Assignment: I'd like the line containing "Each instance of the fence" and each line that follows, through the last line of the material, set down exactly as they are, and no others.

Listed entries:

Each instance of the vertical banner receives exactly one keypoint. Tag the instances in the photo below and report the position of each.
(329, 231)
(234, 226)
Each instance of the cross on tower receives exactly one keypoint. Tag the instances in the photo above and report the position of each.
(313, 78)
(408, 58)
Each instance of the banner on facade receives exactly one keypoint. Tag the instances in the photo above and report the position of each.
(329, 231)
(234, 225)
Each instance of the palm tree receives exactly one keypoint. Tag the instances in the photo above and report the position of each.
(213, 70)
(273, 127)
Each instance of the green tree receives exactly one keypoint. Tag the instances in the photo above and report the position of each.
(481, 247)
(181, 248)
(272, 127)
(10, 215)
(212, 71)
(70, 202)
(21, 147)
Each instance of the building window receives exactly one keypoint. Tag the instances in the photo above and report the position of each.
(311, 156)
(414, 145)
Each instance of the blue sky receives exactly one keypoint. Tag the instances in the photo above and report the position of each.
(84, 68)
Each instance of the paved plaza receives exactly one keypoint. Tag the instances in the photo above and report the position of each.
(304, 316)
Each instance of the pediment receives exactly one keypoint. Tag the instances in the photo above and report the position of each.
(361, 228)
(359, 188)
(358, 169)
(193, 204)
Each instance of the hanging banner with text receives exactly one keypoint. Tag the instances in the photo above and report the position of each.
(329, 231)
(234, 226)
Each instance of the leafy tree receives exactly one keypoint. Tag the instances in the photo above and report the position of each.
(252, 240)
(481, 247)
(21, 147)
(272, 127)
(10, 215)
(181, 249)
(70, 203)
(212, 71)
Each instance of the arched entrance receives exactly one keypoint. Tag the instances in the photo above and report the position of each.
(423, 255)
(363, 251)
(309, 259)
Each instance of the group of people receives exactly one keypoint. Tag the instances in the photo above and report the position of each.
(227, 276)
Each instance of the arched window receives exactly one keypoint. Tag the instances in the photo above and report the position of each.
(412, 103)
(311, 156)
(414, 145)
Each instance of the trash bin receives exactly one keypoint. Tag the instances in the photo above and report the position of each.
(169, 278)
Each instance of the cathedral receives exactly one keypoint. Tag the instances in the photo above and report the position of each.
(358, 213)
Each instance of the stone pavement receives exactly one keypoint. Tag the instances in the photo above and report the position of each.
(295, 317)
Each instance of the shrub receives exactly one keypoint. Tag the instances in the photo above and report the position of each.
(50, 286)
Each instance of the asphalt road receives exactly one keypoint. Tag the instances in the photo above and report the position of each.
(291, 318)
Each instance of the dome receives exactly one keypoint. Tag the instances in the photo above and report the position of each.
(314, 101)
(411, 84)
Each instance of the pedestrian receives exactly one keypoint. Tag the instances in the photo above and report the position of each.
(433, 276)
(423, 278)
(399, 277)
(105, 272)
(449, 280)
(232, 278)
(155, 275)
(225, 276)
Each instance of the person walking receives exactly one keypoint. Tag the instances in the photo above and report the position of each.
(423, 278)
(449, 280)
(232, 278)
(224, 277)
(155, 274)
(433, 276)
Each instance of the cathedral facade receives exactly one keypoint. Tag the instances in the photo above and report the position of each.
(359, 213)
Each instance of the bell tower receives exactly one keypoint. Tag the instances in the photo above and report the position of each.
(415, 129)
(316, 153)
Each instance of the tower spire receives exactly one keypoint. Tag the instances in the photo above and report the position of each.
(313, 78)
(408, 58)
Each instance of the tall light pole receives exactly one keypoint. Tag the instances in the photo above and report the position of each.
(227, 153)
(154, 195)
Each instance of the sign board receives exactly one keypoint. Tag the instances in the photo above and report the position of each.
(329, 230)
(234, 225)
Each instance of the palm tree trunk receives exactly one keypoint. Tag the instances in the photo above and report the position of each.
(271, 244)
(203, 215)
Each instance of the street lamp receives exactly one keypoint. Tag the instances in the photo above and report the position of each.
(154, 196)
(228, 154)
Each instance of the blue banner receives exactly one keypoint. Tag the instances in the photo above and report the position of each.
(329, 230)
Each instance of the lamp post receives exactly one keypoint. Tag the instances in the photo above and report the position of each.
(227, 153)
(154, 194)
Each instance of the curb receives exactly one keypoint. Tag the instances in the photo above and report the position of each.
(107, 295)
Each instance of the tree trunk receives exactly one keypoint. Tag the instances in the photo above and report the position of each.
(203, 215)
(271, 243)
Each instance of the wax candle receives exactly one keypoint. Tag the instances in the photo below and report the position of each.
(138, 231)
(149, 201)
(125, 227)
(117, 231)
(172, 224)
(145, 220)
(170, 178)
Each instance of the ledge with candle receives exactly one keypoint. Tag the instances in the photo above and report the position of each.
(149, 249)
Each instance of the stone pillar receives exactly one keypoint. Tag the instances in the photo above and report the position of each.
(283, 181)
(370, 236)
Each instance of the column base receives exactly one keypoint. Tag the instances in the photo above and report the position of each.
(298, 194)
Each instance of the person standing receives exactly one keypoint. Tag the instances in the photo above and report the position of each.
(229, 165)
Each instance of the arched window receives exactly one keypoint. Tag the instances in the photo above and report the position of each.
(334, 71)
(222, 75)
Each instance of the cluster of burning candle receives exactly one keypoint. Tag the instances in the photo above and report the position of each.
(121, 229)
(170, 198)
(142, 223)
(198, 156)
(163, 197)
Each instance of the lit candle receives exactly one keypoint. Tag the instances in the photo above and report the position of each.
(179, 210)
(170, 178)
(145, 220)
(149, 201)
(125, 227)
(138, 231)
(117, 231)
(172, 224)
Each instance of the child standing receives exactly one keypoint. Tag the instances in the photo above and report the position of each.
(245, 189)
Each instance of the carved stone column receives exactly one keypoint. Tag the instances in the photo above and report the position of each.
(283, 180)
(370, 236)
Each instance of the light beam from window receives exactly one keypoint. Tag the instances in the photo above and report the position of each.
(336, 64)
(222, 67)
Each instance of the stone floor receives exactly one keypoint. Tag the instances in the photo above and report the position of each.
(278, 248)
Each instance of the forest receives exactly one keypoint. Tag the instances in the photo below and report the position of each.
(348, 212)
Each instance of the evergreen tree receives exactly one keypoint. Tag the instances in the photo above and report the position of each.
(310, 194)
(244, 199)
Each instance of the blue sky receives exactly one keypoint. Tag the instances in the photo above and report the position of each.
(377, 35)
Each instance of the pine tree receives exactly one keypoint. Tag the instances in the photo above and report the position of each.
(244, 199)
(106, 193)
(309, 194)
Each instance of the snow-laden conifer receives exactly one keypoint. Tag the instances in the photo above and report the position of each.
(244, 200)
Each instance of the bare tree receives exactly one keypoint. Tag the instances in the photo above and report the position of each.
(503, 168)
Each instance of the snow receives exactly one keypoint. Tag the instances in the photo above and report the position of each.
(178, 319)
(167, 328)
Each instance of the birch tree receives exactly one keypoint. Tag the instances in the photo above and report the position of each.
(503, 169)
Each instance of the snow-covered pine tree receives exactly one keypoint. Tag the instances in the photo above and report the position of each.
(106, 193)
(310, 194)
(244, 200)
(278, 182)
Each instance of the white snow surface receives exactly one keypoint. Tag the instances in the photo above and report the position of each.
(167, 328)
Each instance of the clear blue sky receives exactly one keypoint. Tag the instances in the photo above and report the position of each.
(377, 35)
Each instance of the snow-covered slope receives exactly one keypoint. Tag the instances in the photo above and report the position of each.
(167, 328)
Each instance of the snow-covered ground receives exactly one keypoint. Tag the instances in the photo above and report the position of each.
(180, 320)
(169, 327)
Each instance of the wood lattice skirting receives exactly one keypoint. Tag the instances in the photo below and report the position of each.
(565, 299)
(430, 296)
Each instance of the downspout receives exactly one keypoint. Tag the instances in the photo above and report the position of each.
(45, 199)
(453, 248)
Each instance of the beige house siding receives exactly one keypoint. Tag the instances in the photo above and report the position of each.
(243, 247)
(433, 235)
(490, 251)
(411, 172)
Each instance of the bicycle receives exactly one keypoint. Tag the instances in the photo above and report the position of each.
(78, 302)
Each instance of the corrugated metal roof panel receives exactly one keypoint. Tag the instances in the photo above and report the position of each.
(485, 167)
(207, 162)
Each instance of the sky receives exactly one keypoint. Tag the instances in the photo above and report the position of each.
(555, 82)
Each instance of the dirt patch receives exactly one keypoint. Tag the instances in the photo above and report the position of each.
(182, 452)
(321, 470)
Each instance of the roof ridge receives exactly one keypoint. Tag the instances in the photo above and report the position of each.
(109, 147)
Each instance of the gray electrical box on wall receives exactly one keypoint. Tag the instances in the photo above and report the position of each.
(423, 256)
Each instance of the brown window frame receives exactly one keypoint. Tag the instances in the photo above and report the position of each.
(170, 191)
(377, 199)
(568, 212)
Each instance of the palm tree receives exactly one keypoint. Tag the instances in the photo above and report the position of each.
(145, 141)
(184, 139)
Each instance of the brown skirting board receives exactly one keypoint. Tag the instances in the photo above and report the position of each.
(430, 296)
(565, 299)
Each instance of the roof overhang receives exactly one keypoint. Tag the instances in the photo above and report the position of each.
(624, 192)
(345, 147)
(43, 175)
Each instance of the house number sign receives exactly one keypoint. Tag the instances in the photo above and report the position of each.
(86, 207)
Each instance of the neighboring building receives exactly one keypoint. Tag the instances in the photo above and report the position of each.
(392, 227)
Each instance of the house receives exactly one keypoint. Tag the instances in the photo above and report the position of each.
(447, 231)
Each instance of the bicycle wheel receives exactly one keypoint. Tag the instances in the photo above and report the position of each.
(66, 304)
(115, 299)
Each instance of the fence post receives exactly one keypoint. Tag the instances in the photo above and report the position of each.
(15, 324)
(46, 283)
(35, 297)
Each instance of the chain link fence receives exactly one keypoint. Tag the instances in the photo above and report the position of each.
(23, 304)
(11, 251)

Response box:
Each instance of the fence post receives exactly one keypoint. Tag the instances in the photo above and report the position of each.
(15, 324)
(46, 283)
(35, 297)
Each instance of the chain link fence receives exactly one keypoint. Tag the instances in the photo above and report the position of each.
(23, 304)
(11, 251)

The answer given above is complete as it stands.